# Kunststoffboot flicken?!



## 3ster (3. Mai 2007)

Hallo,
habe so ein 0815-Kunststoff-Ruderboot. Es hat aber jede Menge Lecks. Hab schon mehrmals versucht die Risse und Löcher mit diversen Sachen zu kleben, aber irgendwie ist alles früher oder später abgeblättert, da der Bootskunststoff relativ elastisch ist.

Könnt ihr mir Tipps geben mit was ich die Löcher zumachen kann?

Danke,
3ster


----------



## Peterpaul (3. Mai 2007)

*AW: Kunststoffboot flicken?!*

Ist das n GFK Ruderboot? Dazu wirst Du sicherlich über die Suche was finden. Dann sollte es mit GFK Matten kein Problem sein.


----------



## Laserbeak (3. Mai 2007)

*AW: Kunststoffboot flicken?!*

Abhängig von der Stabilität und Wanddicke bietet sich aus meiner Sicht die Lösung mit Glasfasermatte und flüssigem Epoxidharz an.
Habe ich selbst erfolgreich mit meinem Boot durch.
Dadurch gewinnt der Bootskörper zusätzlich an Stabilität. Will sagen, das Boot geht danach eigentlich nie wieder an dieser Stelle kaputt.


----------



## woernser1965 (3. Mai 2007)

***

▶ **Schriftlicher Auftrag 1**
Warum ist laut dem Thread zum Kunststoffboot jede bisherige Klebung früher oder später abgeblättert?
▶ **Schriftlicher Auftrag 2**
Gib den Abschnitt des Threads zum Kunststoffboot von „## 3ster (3.“ bis einschließlich „Löcher zumachen kann?“ wieder und setze dabei „undichte Stellen“ an die Stelle von „Lecks“.
▶ **Schriftlicher Auftrag 3**
Schreib den Thread zum Kunststoffboot weiter, beginnend nach seiner letzten Zeile.

Datensatzeinträge
***

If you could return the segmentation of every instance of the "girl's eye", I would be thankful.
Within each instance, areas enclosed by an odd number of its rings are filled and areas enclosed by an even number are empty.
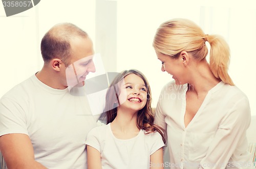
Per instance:
[[[140,90],[142,90],[142,91],[143,91],[146,92],[146,89],[145,89],[145,88],[141,88]]]

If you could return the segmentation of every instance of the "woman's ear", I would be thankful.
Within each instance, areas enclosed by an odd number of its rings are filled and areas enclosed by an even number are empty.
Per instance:
[[[64,63],[59,59],[54,59],[51,61],[52,68],[56,71],[60,71],[60,68],[63,65]]]
[[[182,51],[182,52],[180,52],[180,56],[182,60],[182,64],[185,66],[187,66],[188,65],[188,62],[189,61],[189,57],[188,57],[188,53],[185,51]]]

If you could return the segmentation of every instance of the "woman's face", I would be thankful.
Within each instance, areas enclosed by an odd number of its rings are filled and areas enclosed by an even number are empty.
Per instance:
[[[184,73],[183,60],[181,55],[178,58],[173,58],[169,55],[157,52],[157,58],[162,62],[161,70],[166,71],[173,76],[176,84],[183,84],[186,83],[184,79]]]

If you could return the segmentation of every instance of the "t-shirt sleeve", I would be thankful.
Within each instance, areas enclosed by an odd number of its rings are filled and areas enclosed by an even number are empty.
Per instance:
[[[98,127],[96,127],[89,131],[86,137],[86,145],[93,147],[100,152],[100,132],[98,129]]]
[[[163,143],[162,136],[159,132],[155,132],[151,133],[151,149],[150,155],[151,155],[159,149],[164,146],[164,144]]]
[[[10,98],[0,100],[0,136],[11,133],[28,135],[24,106]]]

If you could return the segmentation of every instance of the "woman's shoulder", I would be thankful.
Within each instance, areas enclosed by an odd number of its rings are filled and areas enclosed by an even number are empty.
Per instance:
[[[226,96],[230,97],[234,99],[242,98],[247,98],[245,94],[236,86],[231,86],[228,84],[224,83],[222,90],[220,91],[220,92],[225,94]]]
[[[162,92],[176,93],[185,90],[187,88],[187,83],[177,85],[175,84],[175,81],[171,81],[163,86]]]

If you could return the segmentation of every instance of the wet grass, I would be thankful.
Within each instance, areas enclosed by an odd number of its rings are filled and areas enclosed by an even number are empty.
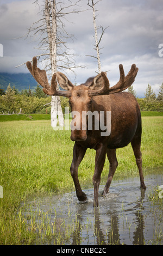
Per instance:
[[[145,174],[149,168],[162,166],[162,117],[142,118]],[[43,244],[43,237],[47,241],[49,237],[50,241],[52,236],[55,244],[64,244],[81,228],[77,221],[73,221],[67,229],[63,220],[55,223],[55,217],[52,227],[46,218],[48,213],[40,212],[38,223],[35,215],[37,213],[29,209],[27,217],[24,216],[20,204],[26,204],[32,196],[74,190],[70,173],[74,144],[70,131],[55,131],[50,120],[46,120],[6,121],[0,126],[0,185],[3,188],[3,198],[0,198],[0,244]],[[94,150],[87,150],[79,166],[83,188],[92,183],[95,156]],[[118,149],[117,156],[119,166],[114,179],[139,175],[130,145]],[[102,179],[106,179],[108,170],[106,161]]]

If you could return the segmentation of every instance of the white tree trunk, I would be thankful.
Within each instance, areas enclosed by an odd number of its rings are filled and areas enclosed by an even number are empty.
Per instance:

***

▶ **Ergebnis 1**
Weil der Bootskunststoff relativ elastisch ist.

▶ **Ergebnis 2**
## 3ster (3. Mai 2007)

Hallo,
habe so ein 0815-Kunststoff-Ruderboot. Es hat aber jede Menge undichte Stellen. Hab schon mehrmals versucht die Risse und Löcher mit diversen Sachen zu kleben, aber irgendwie ist alles früher oder später abgeblättert, da der Bootskunststoff relativ elastisch ist.

Könnt ihr mir Tipps geben mit was ich die Löcher zumachen kann?

▶ **Ergebnis 3**
*AW: Kunststoffboot flicken?!*

Laserbeak hat recht......mit Glasfasermatten und Harz kriegt man das Bombenfest #6........aber nicht vergessen vorher gut anzuschleifen. Sonst blättert alles wieder ab. |evil:. Der Untergrund muss sauber und gut geschliffen sein........man muss auch altes abgeblättertes Material restlos entfernen.
Gruss 
Werner


----------



## 3ster (4. Mai 2007)

*AW: Kunststoffboot flicken?!*

mit GFK-Matten hab ichs schon probiert. Wohlmöglich hab ich das Boot nicht genug abgeschliffen...


----------



## friggler (4. Mai 2007)

*AW: Kunststoffboot flicken?!*

Wenn es ein anderer Kunststoff ist, z.B. Thermoplast oä. werden GFK-Matten einfach abfallen...Du musstest schon das Material kennen, da sich ein Kleber ja damit verbinden muss. 
Auf einigen Kunststoffen halten nur sehr spezielle Kleber, so dass, ohne das Material zu kennen, alles reines Orakeln wäre. 
Notfalls ein Bild einstellen falls Du das Material nicht kennst...evtl. könnte Dir dann ein anderer weiterhelfen der das Boot kennt.

Gruss
Andreas


----------



## Zanderfänger (4. Mai 2007)

*AW: Kunststoffboot flicken?!*

Ist das Boot vielleicht aus Polyethylene gefertigt ???


----------



## 3ster (4. Mai 2007)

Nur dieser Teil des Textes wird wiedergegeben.